-------- TEXTABSCHNITT

Kommentar Ukraine: Gutes kann so billig sein

Auch wenn es nur symbolisches Handeln ist: Die Sportfunktionäre von UEFA und DFB könnten aus einer kleinen Geste ziemlich viel Kapital schlagen.

Draußen vor dem Supermarkt sitzt dieser Bettler. Es ist immer derselbe. Mittlerweile kennt man sich. Das heißt, eigentlich weiß man nicht wirklich etwas voneinander. Außer dass jeder seine Rolle hat. Hier der Passant. Da der Bettler. Man gibt ihm gern ein paar Münzen. Oder ein paar Lebensmittel. Denn er hat einen harten Job. Er verkauft dem Passanten das wunderbare Gefühl, Gutes tun zu können. Und das schon für einen Euro.

----------------
-------- VORLIEGENDE ANGABEN

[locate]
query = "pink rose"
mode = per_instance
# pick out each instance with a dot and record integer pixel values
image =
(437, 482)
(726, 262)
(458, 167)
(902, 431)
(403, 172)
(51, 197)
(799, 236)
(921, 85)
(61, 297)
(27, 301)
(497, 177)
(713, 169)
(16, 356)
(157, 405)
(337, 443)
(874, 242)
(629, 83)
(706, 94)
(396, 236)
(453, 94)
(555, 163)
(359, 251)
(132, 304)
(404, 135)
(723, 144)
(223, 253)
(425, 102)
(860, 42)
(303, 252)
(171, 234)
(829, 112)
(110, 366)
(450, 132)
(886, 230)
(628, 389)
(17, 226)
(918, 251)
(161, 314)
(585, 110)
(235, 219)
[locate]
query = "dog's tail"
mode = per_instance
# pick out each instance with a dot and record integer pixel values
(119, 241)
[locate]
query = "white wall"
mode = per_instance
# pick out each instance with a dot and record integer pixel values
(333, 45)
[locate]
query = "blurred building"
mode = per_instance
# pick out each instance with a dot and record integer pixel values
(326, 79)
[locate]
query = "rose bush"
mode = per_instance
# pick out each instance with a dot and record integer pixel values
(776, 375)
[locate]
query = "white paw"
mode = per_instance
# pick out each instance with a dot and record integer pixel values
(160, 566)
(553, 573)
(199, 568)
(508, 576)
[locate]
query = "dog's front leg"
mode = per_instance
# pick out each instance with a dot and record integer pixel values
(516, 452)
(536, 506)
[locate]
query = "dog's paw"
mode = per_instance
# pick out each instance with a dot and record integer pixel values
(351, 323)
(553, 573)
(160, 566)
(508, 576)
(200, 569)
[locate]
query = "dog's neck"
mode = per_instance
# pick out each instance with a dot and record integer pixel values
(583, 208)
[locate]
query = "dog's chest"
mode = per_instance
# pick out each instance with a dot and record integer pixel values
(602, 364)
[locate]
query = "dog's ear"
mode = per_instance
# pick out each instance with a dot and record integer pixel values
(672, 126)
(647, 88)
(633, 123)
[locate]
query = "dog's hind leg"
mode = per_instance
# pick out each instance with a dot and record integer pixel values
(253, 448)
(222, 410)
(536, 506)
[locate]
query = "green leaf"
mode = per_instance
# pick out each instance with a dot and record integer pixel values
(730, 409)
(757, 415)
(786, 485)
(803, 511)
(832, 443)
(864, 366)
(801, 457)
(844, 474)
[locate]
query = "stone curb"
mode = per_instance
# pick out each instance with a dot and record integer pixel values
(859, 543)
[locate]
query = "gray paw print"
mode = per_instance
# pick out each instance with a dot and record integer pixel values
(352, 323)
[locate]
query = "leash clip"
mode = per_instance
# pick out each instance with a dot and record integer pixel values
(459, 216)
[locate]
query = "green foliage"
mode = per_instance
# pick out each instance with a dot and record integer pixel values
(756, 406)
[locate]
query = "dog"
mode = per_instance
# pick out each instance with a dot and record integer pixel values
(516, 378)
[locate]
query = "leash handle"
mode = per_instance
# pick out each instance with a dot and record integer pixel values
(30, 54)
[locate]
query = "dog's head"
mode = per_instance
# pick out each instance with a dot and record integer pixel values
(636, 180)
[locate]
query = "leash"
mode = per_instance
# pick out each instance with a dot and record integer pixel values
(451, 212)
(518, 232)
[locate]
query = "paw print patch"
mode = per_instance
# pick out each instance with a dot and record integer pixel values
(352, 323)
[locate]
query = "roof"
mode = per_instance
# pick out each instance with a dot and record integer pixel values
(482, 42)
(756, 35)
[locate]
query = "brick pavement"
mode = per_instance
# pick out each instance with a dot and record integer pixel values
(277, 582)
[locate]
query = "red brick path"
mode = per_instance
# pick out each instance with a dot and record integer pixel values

----------------

AUFGABEN UND ÜBUNGEN:
(1) Fassen Sie den Kommentar zur Ukraine in genau zwei Sätzen zusammen.
(2) Greifen Sie den Kommentar zur Ukraine auf und schreiben Sie ihn im Anschluss an seinen letzten Satz weiter.

LÖSUNGEN ZUR ÜBUNG:
(1) Auch wenn es sich nur um symbolisches Handeln handelt, könnten die Sportfunktionäre von UEFA und DFB aus einer kleinen Geste ziemlich viel Kapital schlagen. Ein Bettler vor dem Supermarkt, dem man gern ein paar Münzen oder Lebensmittel gibt, verkauft dem Passanten schon für einen Euro das wunderbare Gefühl, Gutes tun zu können.

(2)
Ganz da hinten, am anderen Ende Europas, sitzt Julia Timoschenko. In Haft. Seit letztem Sommer schon. Mittlerweiler kennt auch der unpolitische Beobachter den Fall. Das heißt, eigentlich weiß man nicht wirklich viel von Julia Timoschenko. Außer dass sie eine führende Rolle bei der orange Revolution im Jahr 2004 hatte. Danach Ministerpräsidentin war. Und dann wieder in der Opposition. Dass sie zu sieben Jahren Haft verurteilt wurde in einem äußerst fragwürdigen Prozess. Und, klar, dass sie gern eine auffällige Frisur trägt. Diese geflochtenen Zöpfe, um den Kopf gelegt wie ein Ährenkranz.

Schon rein äußerlich eignet sich Timoschenko zur Ikone. Unter den osteuropäischen Oppositionspolitikern ist sie die mit dem höchsten Bekanntheitsgrad. Das macht sie lästig für die Fußballfunktionäre beim DFB und bei der Uefa. Denn sie müssen auf dem Weg zur Fußballeuropameisterschaft Position zu Timoschenko beziehen. Doch Flagge zeigen, das fällt Funktionären abseits des Sportplatzes immer noch schwer.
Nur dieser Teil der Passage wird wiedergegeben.